═════ RECORDS PROVIDED ═════
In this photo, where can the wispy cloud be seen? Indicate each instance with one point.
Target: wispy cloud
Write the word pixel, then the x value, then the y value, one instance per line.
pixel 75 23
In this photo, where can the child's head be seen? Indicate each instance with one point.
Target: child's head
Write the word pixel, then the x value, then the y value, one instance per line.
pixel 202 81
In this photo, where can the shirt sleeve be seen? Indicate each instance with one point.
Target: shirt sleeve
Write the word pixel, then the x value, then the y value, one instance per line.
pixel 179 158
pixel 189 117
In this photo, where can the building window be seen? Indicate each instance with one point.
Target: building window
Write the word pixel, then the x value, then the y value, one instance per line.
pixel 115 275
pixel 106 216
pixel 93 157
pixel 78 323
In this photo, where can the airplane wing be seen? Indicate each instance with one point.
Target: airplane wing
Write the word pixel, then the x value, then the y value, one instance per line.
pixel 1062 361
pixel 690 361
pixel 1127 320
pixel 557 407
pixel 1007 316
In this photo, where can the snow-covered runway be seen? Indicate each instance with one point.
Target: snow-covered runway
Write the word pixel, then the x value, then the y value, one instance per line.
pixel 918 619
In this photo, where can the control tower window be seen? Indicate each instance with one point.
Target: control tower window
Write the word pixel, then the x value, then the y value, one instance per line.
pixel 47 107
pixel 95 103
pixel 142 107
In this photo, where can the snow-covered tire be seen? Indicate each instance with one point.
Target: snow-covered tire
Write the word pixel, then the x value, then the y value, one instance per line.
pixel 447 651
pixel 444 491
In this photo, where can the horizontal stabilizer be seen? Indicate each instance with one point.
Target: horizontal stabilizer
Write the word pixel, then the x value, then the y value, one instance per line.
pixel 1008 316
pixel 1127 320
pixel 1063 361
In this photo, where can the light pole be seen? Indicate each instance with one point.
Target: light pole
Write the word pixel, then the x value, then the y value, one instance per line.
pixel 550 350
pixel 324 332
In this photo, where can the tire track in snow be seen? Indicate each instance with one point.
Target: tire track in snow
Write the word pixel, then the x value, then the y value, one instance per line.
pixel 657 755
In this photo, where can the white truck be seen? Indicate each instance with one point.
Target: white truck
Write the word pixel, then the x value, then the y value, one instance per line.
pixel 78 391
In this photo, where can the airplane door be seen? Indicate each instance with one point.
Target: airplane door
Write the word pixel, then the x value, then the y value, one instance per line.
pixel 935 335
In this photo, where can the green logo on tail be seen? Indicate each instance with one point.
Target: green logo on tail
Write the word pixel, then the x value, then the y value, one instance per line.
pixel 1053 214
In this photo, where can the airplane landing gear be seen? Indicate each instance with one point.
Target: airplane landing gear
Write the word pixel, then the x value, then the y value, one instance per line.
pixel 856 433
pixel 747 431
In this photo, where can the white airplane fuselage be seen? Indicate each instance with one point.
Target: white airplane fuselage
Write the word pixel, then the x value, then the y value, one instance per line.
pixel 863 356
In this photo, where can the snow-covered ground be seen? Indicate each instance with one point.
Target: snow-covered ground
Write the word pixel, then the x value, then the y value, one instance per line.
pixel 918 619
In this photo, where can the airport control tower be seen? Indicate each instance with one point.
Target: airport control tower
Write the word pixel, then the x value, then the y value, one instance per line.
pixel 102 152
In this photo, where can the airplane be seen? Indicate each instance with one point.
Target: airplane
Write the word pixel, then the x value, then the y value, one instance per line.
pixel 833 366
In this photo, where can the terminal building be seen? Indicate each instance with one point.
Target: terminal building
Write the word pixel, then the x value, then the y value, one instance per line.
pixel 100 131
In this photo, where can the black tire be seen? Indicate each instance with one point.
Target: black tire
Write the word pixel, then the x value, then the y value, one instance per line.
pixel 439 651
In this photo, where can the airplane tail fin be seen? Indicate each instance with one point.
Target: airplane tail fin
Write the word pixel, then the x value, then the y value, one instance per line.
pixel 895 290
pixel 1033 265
═════
_PROMPT_:
The answer must be every record above, repeated exactly as written.

_SOLUTION TO THE PROBLEM_:
In this photo, where can the wispy cloud be seen? Indicate each instance with one point.
Target: wispy cloud
Write the word pixel, then the x value, then the y value, one instance per line.
pixel 75 23
In this photo, where can the child's head be seen? Indicate each instance with one point.
Target: child's head
Write the word pixel, then the x value, then the y value, one instance per line.
pixel 202 81
In this photo, where can the shirt sleeve be seen? Indicate each instance with one point.
Target: shirt sleeve
Write the word pixel, then the x value, then the y value, one instance per line.
pixel 179 158
pixel 189 117
In this photo, where can the building window be seen? Indicate each instance with one point.
Target: building window
Write the word pixel, then the x value, then the y value, one instance per line.
pixel 115 275
pixel 106 216
pixel 93 157
pixel 78 323
In this photo, where can the airplane wing be seen? Indicate each instance with one point.
Target: airplane wing
Write the word pixel, then the x value, then the y value, one instance per line.
pixel 1062 361
pixel 690 361
pixel 1127 320
pixel 557 407
pixel 1007 316
In this photo, where can the snow-covered runway be seen? Indicate each instance with one point.
Target: snow-covered runway
Write the word pixel, then the x value, then the y value, one instance per line.
pixel 918 619
In this photo, where can the control tower window be seen? Indicate each instance with one point.
Target: control tower window
Write the word pixel, then the x value, then the y value, one instance per line.
pixel 47 107
pixel 95 103
pixel 142 107
In this photo, where can the snow-covered tire be seen? Indicate each instance with one point.
Target: snow-covered tire
Write the word pixel, then the x value, then the y value, one instance per line.
pixel 447 651
pixel 444 491
In this photo, where can the horizontal stabilizer be seen? Indicate each instance with one point.
Target: horizontal stabilizer
Write the word pixel, then the x value, then the y value, one instance per line.
pixel 1008 316
pixel 1127 320
pixel 1063 361
In this photo, where can the light pole be seen? Indicate each instance with one point.
Target: light pole
Write the word pixel, then the x value, then the y value, one instance per line.
pixel 550 350
pixel 324 332
In this photo, where can the tire track in snow be seen? Indicate each instance with one point.
Target: tire track in snow
Write the word pixel, then the x value, then the y value, one instance per line.
pixel 657 755
In this photo, where can the white truck be seen? Indicate each instance with one point.
Target: white truck
Write the word pixel, then the x value, then the y value, one instance per line.
pixel 78 391
In this photo, where can the airplane door be seen? Indicate each instance with one point.
Target: airplane door
Write the word pixel, then the x value, then the y value, one instance per line.
pixel 935 335
In this photo, where can the green logo on tail be seen? Indicate each instance with one point.
Target: green logo on tail
Write the word pixel, then the x value, then the y value, one instance per line.
pixel 1053 214
In this photo, where can the airplane landing gear be seen? Indicate each instance with one point.
Target: airplane landing gear
Write the word pixel, then the x value, then the y value, one instance per line.
pixel 856 433
pixel 747 431
In this photo, where can the white airplane fuselage be seen? Indicate each instance with one point.
Target: white airplane fuselage
Write the word pixel, then the x value, then the y value, one instance per line.
pixel 863 356
In this photo, where can the snow-covered ground be seen? Indicate each instance with one point.
Target: snow-covered ground
Write the word pixel, then the x value, then the y value, one instance per line.
pixel 918 619
In this photo, where can the airport control tower be seen? Indicate each instance with one point.
Target: airport control tower
Write the word pixel, then the x value, then the y value, one instance per line.
pixel 102 152
In this photo, where can the airplane be seen? Indicate each instance with one point.
Target: airplane
Write the word pixel, then the x value, then the y value, one instance per line.
pixel 833 366
In this photo, where can the terminal building be seen? Indicate each instance with one point.
Target: terminal building
Write the word pixel, then the x value, then the y value, one instance per line.
pixel 100 131
In this photo, where can the black tire be seen? Indicate each instance with one point.
Target: black tire
Write the word pixel, then the x value, then the y value, one instance per line.
pixel 439 651
In this photo, where can the airplane tail fin be seen? Indicate each instance with one point.
Target: airplane tail fin
Write the word pixel, then the x value, then the y value, one instance per line.
pixel 895 290
pixel 1033 265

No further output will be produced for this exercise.